## 作業内容
下に示す読書記録のうち、「皆々様方が怒涛のように本を読んでいらっしゃって唇かみ締めてる。」から「き、何を告白するのか。圧巻。」までを一字も変えずに引用せよ。

## 課題文
::::::::

1月

ぜんぜんよめてないです。
数多アル併読本から読了したもののみ。
皆々様方が怒涛のように本を読んでいらっしゃって唇かみ締めてる。

そういえば先日何故か大阪に行ったので空き時間に本屋巡りでもしようかしらんとひとりごちていたのに、迷いに迷い駅から徒歩10分のところを40分歩いても辿り着かず(もちろんグーグル先生にも街往く人にも頼った)、ふてくされて結局どこの本屋にも行けなかったというなんとも残念な事象がありました。


2016年1月の読書メーター
読んだ本の数:8冊
読んだページ数:3127ページ
ナイス数:100ナイス

告白 (中公文庫)告白 (中公文庫)感想
内向的かつ思弁的で(しかしそれは全く理解されていない)、思考と言語の結び付きが上手くいかないなかなか難儀で不器用な主人公、城戸熊太郎。実際に起きた事件はいまだに河内音頭として歌い継がれ、これを町田康的解釈で再構築した本作。常時内で垂れ流されている思考を如何に言語にして外に伝えるか。語彙や表現が乏しいという理由から自分の中で齟齬が生じてくるも、それを伝える術がなく途方に暮れ、ただ阿呆な奴と思われる。何故伝わらないのか何故理解してくれないのか。堂々巡りの内に何処に辿り着き、何を告白するのか。圧巻。
読了日:1月30日 著者:町田康

ファイン/キュート 素敵かわいい作品選 (ちくま文庫)ファイン/キュート 素敵かわいい作品選 (ちくま文庫)感想
国内外古典新作問わず、素敵でかわいい、素敵にかわいい名文を集めたアンソロジー。只々無垢なキュートから、言葉の奥から漂ってくるようなファインが絶妙なバランスで散りばめられていて何処か胸が苦しくなる。以前読んだことがある作品も高原さんの素敵な章立てや、前後に並ぶ作品によって捉え方が変わってくる。お気に入りは「雀と人間との相似関係」「鈴木恒夫十三首」「鳥」「うさと私(抄)」。幾つになってもかわいいものはかわいいし、かわいいものを素直にかわいいと感じる心を大切にしたい。かわいいは偉大。
読了日:1月28日 著者:高原英理

ウィスキー&ジョーキンズ: ダンセイニの幻想法螺話ウィスキー&ジョーキンズ: ダンセイニの幻想法螺話感想
ロンドンのとある通りにあるビリヤード台のない、ビリヤード・クラブ。小さな社交場で会話の中心にいるのは初老の英国紳士、ジョーキンズ。彼の体験談から語られる話は多岐にわたり、空想上の生き物が出てくるものから一攫千金を夢見た話、幻想色が強いものまで様々。23篇のめくるめく法螺話(若しくは、真実)は非常にバラエティに富んでおり、どのページを開いても「では、その話をしよう」と語り始めてくれるジョーキンズは、一瞬にしてわたしたちをどこか遠くの世界に連れて行ってくれるのだ。

::::::::

物体位置のアノテーションデータ:

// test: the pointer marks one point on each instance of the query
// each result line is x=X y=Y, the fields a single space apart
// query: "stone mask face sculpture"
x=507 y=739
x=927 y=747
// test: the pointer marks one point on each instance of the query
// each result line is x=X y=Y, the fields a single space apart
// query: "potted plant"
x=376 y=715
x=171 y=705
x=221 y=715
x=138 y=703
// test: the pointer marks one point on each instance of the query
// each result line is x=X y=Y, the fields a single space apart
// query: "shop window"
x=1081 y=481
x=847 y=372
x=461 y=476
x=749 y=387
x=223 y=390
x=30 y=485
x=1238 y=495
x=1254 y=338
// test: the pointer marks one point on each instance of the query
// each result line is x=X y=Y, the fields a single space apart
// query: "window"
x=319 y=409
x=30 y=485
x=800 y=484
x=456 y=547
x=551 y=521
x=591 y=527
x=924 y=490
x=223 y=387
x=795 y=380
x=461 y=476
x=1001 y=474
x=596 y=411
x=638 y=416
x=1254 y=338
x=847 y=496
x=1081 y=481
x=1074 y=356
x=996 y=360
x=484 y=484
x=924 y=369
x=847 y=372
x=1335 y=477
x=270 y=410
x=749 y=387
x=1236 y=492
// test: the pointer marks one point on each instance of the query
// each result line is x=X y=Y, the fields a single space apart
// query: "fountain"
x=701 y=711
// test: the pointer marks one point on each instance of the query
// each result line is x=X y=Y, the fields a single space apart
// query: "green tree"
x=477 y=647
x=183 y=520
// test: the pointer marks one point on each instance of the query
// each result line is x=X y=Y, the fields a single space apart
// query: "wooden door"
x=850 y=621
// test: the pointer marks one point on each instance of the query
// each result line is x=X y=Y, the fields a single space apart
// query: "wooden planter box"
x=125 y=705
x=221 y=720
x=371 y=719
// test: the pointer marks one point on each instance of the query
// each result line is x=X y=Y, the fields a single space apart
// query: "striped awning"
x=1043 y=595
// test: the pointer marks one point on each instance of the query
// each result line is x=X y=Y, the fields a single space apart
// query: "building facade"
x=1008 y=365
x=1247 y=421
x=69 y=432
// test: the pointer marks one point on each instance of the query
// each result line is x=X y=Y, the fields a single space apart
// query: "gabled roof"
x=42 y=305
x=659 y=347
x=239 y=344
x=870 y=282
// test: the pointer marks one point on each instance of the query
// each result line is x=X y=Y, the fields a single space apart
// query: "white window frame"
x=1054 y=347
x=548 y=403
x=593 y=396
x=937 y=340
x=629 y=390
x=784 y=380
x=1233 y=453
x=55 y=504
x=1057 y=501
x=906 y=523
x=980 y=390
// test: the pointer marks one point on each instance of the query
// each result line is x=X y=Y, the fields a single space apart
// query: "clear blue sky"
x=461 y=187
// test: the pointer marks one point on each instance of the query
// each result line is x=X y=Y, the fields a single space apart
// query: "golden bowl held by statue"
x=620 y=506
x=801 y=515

::::::::

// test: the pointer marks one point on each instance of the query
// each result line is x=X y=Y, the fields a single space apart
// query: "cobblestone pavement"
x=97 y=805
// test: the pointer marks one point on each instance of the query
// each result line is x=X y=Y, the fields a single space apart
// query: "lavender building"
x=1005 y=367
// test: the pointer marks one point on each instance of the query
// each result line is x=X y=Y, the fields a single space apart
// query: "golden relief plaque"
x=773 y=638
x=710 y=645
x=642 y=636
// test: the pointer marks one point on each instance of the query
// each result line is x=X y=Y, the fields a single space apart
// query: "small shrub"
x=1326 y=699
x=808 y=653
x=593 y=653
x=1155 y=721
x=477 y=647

::::::::

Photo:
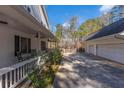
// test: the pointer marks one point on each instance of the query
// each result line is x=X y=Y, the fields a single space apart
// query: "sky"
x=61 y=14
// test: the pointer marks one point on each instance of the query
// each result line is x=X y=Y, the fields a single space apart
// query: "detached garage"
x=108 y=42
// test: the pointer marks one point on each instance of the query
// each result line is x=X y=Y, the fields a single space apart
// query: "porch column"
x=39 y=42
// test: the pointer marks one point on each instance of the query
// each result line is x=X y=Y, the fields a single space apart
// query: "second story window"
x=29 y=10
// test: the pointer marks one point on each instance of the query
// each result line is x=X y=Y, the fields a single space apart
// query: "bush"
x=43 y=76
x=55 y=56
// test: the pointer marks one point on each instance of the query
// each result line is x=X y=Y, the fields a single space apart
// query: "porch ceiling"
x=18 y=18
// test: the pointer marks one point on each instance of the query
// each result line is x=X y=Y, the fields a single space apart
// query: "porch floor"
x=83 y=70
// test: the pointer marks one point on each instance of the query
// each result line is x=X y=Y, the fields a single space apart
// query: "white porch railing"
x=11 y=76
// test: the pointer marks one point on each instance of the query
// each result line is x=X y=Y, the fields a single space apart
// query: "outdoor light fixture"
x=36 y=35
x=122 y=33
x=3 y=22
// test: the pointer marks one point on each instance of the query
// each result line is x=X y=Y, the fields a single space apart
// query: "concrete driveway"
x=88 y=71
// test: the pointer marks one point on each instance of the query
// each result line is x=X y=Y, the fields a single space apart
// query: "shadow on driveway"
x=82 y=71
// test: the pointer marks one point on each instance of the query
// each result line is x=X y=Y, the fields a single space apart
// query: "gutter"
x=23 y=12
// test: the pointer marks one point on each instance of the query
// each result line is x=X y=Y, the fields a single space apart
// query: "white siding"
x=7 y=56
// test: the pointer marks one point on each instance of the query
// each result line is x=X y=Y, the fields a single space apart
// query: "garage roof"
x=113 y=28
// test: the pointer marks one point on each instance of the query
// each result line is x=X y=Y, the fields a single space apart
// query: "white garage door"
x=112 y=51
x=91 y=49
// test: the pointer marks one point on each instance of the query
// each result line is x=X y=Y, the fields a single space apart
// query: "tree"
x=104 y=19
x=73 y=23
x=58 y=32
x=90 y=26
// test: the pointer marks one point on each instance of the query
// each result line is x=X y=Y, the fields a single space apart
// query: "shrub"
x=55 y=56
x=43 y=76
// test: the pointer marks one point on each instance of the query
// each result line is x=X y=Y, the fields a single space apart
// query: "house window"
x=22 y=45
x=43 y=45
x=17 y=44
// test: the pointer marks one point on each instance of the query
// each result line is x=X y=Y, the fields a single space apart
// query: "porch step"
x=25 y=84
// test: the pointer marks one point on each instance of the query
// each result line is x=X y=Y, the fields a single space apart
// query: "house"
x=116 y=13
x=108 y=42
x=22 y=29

::::::::

## 解答
皆々様方が怒涛のように本を読んでいらっしゃって唇かみ締めてる。

そういえば先日何故か大阪に行ったので空き時間に本屋巡りでもしようかしらんとひとりごちていたのに、迷いに迷い駅から徒歩10分のところを40分歩いても辿り着かず(もちろんグーグル先生にも街往く人にも頼った)、ふてくされて結局どこの本屋にも行けなかったというなんとも残念な事象がありました。


2016年1月の読書メーター
読んだ本の数:8冊
読んだページ数:3127ページ
ナイス数:100ナイス

告白 (中公文庫)告白 (中公文庫)感想
内向的かつ思弁的で(しかしそれは全く理解されていない)、思考と言語の結び付きが上手くいかないなかなか難儀で不器用な主人公、城戸熊太郎。実際に起きた事件はいまだに河内音頭として歌い継がれ、これを町田康的解釈で再構築した本作。常時内で垂れ流されている思考を如何に言語にして外に伝えるか。語彙や表現が乏しいという理由から自分の中で齟齬が生じてくるも、それを伝える術がなく途方に暮れ、ただ阿呆な奴と思われる。何故伝わらないのか何故理解してくれないのか。堂々巡りの内に何処に辿り着き、何を告白するのか。圧巻。